Line by line, please look for the word "golden" in the following records, then copy each line you find it in.

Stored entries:
------------------------------------------------

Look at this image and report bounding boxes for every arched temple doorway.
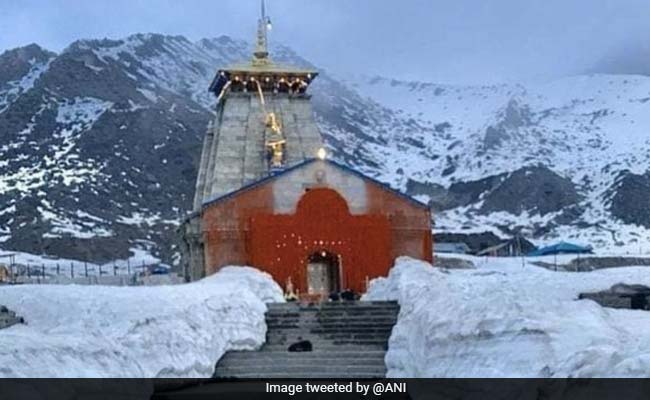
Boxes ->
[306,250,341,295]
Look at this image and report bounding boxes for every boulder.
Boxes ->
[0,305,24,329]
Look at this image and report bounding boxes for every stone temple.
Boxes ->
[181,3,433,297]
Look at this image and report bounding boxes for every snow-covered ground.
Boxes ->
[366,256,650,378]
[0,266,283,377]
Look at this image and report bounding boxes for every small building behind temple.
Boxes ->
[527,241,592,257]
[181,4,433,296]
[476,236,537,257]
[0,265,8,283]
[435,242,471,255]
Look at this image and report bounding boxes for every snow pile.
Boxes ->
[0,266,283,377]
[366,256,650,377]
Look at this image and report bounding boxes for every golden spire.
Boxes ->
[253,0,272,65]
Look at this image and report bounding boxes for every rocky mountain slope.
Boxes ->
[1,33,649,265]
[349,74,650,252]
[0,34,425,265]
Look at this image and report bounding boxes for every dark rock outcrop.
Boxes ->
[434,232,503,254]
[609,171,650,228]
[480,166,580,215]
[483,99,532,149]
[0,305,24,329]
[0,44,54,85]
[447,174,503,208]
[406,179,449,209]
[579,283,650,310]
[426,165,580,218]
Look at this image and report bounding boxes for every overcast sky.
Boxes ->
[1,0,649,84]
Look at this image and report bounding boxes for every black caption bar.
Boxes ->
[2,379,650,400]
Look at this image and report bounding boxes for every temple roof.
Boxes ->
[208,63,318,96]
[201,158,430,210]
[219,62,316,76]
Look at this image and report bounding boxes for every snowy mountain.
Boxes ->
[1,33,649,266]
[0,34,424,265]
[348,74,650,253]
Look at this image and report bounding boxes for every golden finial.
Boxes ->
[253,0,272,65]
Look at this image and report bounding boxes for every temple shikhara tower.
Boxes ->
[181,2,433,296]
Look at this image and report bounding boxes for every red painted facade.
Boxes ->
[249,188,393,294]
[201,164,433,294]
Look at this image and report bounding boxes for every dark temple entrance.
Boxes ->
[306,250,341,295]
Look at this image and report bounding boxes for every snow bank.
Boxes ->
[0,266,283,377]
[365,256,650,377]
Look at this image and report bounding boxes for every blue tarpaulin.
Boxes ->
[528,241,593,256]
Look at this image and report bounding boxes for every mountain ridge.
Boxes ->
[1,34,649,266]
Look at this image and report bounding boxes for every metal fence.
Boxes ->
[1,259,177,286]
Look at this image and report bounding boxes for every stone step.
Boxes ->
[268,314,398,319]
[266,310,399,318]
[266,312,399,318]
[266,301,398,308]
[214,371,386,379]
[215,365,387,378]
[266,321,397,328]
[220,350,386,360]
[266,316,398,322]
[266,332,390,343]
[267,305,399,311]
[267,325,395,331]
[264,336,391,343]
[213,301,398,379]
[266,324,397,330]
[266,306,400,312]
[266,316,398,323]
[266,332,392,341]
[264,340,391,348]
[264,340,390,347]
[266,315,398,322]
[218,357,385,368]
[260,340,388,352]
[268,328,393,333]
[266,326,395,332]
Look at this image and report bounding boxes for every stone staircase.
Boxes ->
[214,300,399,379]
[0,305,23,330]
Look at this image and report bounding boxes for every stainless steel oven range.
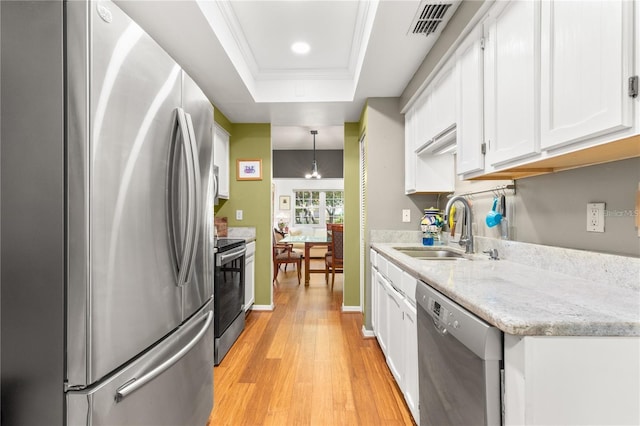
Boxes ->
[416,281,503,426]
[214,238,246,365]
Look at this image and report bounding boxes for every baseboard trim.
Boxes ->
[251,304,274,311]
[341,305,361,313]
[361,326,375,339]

------------------------------------------------

Solution:
Look at this image and report bounding boxes for every golden spire.
Look at this image and report bounding boxes for every golden finial.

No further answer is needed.